» **EXERCISE**: Pull out each line of the records below that contains the word "rear", and copy those lines in full.
— begin GIVEN RECORDS —
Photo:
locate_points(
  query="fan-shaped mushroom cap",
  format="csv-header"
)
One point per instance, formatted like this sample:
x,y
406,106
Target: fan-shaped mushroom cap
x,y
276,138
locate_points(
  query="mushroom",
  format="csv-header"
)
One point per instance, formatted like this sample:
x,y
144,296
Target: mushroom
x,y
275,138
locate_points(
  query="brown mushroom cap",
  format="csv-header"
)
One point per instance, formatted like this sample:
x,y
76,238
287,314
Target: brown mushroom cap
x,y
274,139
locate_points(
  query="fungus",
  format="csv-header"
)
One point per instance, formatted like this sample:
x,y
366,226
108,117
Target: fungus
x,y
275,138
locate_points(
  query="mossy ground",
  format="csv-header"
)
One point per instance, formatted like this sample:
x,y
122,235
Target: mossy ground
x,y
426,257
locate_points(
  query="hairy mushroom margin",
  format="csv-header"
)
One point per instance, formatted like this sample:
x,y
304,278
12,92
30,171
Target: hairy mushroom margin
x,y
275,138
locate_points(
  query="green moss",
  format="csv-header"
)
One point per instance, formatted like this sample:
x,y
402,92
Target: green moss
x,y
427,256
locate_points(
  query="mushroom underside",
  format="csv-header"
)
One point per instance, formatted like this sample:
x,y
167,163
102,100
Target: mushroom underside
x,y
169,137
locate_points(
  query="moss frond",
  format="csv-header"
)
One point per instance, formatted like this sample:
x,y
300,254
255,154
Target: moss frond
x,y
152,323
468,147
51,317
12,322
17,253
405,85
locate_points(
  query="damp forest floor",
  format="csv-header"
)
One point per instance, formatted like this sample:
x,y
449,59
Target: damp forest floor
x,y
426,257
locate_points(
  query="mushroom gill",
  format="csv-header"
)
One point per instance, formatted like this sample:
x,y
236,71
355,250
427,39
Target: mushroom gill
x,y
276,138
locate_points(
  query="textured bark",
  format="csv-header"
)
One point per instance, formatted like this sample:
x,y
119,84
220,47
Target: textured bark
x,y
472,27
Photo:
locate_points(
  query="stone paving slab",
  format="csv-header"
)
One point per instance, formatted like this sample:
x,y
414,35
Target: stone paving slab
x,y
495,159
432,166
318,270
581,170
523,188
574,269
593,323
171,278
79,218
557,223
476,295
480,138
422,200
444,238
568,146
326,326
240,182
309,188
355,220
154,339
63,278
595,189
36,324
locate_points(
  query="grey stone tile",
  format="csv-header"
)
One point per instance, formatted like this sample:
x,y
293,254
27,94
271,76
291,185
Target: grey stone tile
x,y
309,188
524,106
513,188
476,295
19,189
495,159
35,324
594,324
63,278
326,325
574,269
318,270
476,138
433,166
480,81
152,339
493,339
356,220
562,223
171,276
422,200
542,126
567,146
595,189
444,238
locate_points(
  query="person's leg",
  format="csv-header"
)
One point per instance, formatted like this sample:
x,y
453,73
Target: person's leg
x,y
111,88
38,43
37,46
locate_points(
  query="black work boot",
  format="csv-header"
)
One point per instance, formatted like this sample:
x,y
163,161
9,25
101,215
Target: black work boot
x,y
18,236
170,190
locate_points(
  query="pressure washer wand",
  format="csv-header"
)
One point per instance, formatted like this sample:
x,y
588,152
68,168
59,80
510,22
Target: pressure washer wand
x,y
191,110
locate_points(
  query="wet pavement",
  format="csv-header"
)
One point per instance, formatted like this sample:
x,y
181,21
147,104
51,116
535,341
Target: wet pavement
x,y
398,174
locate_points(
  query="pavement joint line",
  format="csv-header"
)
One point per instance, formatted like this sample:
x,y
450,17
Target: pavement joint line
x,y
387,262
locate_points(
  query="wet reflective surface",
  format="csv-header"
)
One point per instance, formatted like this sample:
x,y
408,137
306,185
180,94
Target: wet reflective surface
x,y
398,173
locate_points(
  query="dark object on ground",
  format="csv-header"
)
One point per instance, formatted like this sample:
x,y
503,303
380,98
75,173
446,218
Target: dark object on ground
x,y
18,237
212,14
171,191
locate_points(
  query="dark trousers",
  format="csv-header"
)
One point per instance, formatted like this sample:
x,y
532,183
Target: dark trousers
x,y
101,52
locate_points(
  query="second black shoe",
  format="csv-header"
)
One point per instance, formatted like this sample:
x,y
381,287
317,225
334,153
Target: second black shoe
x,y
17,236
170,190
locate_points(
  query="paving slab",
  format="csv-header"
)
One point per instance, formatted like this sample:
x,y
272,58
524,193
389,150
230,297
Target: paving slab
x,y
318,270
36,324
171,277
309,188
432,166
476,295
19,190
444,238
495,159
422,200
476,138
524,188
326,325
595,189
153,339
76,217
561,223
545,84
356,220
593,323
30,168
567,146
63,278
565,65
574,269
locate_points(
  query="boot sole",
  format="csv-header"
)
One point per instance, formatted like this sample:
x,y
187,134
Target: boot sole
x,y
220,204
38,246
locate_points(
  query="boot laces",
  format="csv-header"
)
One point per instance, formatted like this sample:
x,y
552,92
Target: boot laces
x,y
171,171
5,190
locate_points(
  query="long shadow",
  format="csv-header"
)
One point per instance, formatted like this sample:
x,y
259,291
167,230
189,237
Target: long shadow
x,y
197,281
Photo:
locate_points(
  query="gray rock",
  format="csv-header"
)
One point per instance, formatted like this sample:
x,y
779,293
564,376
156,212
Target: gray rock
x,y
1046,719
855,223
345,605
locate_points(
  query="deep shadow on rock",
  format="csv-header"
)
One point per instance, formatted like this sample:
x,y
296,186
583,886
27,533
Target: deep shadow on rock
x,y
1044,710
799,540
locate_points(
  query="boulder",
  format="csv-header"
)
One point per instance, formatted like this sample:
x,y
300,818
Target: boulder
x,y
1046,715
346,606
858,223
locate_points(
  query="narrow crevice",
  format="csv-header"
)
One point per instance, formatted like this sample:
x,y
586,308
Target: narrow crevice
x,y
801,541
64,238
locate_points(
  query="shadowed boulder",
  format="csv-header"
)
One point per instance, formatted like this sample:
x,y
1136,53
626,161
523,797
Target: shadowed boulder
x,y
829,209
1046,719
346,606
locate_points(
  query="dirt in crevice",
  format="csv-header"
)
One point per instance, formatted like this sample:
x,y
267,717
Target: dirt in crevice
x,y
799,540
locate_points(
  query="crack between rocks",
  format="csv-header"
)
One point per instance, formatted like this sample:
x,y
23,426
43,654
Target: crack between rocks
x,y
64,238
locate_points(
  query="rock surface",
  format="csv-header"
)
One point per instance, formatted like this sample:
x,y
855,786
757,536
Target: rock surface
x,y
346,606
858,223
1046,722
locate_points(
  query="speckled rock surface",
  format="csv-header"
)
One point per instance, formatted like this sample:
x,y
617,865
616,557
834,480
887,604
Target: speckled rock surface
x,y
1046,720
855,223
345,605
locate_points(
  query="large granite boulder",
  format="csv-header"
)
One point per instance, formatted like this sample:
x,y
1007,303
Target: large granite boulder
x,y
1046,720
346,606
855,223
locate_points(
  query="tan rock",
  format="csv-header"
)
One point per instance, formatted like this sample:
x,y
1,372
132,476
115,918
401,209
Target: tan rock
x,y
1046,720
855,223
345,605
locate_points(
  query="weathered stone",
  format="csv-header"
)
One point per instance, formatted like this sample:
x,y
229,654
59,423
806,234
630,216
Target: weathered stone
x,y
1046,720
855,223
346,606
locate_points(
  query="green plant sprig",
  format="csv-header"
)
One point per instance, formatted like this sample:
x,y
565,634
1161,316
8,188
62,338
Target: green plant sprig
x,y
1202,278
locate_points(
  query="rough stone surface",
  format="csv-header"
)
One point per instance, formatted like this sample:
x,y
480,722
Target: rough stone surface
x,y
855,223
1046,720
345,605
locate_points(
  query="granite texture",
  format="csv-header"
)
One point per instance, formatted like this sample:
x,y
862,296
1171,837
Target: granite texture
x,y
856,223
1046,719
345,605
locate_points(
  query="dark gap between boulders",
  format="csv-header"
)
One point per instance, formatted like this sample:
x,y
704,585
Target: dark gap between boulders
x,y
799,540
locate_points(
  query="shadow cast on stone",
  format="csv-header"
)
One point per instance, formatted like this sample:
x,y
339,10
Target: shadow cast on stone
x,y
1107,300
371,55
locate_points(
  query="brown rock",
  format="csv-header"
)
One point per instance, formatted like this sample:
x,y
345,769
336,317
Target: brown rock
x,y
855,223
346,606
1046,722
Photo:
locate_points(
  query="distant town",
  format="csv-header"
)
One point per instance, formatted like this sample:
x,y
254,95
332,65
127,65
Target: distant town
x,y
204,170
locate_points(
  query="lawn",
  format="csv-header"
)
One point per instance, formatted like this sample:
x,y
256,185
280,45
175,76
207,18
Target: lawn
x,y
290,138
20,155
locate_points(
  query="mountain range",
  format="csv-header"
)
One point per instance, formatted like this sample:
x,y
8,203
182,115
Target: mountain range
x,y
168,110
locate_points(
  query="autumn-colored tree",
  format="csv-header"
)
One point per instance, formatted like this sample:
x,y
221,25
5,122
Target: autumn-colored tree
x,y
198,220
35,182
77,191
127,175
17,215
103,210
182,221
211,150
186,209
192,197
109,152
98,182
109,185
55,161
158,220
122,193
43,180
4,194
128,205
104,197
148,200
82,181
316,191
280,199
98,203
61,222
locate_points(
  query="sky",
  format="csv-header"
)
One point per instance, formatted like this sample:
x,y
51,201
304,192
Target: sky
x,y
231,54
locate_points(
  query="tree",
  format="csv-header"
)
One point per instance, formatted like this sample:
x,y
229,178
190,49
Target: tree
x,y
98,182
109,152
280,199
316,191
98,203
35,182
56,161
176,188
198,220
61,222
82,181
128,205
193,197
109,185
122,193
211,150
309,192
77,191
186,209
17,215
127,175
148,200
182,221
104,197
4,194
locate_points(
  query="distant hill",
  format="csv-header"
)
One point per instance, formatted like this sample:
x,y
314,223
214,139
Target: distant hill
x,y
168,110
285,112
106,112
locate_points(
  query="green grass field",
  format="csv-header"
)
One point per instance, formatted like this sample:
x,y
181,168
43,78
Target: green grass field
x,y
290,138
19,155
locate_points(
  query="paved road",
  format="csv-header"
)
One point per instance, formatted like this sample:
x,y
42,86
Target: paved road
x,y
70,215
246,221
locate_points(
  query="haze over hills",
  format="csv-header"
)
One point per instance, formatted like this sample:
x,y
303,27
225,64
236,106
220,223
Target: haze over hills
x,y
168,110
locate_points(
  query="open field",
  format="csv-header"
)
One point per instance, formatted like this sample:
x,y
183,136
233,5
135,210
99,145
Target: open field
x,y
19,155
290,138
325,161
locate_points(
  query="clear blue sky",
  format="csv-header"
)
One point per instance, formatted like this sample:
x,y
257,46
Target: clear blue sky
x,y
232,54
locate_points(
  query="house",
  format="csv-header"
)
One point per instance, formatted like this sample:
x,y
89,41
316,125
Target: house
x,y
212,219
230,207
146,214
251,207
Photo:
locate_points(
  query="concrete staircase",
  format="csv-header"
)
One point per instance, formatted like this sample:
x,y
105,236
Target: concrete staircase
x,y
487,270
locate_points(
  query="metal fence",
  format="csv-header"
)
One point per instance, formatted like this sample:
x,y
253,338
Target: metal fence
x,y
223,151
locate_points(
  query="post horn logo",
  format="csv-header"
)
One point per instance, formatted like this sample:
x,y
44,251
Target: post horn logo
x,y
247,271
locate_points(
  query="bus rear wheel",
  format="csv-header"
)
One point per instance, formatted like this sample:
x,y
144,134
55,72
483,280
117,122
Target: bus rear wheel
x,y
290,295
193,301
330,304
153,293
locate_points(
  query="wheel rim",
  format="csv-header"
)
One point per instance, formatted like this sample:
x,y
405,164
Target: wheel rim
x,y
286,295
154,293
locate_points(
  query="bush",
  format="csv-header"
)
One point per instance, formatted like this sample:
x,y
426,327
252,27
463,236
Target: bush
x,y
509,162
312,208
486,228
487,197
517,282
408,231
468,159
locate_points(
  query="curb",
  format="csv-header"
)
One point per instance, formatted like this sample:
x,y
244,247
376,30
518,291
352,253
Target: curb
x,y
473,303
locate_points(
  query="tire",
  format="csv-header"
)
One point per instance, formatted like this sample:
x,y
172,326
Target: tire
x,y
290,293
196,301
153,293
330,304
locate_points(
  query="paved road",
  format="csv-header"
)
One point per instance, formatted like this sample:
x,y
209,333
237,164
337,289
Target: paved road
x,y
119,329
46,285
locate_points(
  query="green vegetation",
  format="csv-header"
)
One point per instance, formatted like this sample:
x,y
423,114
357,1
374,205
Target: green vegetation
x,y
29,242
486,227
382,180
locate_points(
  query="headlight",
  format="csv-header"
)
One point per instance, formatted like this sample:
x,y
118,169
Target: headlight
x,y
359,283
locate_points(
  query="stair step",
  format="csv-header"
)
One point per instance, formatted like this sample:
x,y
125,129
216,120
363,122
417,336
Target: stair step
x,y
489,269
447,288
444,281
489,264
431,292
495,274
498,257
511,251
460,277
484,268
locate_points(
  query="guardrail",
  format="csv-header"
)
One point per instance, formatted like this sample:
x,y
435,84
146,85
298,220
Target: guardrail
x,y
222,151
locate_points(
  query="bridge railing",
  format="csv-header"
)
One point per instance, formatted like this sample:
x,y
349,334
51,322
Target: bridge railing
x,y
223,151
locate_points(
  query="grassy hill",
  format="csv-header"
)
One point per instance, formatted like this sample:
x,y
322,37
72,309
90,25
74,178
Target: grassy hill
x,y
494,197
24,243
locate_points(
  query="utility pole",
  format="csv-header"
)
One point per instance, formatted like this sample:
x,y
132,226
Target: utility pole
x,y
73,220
— end GIVEN RECORDS —
» **WORKED ANSWER**:
  query="bus rear wheel",
Target: bus rear wheel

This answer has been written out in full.